EXTRAIT FOURNI:

Homélie du 4ème dimanche de Carême (C) - 10 mars 2013

En ce dimanche, nous avons la joie de réécouter une des plus émouvantes paraboles de Jésus. Pour la comprendre, il importe au préalable de remarquer qu’elle surgit dans une situation de conflit.
Les publicains et les pécheurs venaient tous à Jésus pour l’écouter. Les pharisiens et les scribes récriminaient contre lui: « Cet homme fait bon accueil aux pécheurs et il mange avec eux !». Alors Jésus leur dit cette parabole: « Un homme avait deux fils...»
Le père est évidemment l’image de Dieu et les deux fils correspondent aux deux groupes qui entourent Jésus.

LISTE DES TÂCHES:
a - Recopiez fidèlement le passage de l'homélie qui commence par « En ce dimanche, nous » et se poursuit jusqu'à « qui entourent Jésus. ».
b - Selon l'homélie, à quoi correspondent les deux fils de la parabole ?

INFORMATIONS AFFICHÉES:

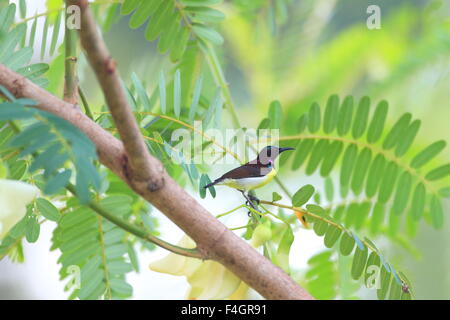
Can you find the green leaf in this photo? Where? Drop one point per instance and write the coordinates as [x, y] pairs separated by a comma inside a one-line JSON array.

RÉSULTATS DES TÂCHES:
a -
En ce dimanche, nous avons la joie de réécouter une des plus émouvantes paraboles de Jésus. Pour la comprendre, il importe au préalable de remarquer qu’elle surgit dans une situation de conflit.
Les publicains et les pécheurs venaient tous à Jésus pour l’écouter. Les pharisiens et les scribes récriminaient contre lui: « Cet homme fait bon accueil aux pécheurs et il mange avec eux !». Alors Jésus leur dit cette parabole: « Un homme avait deux fils...»
Le père est évidemment l’image de Dieu et les deux fils correspondent aux deux groupes qui entourent Jésus.

b - Ils correspondent aux deux groupes qui entourent Jésus.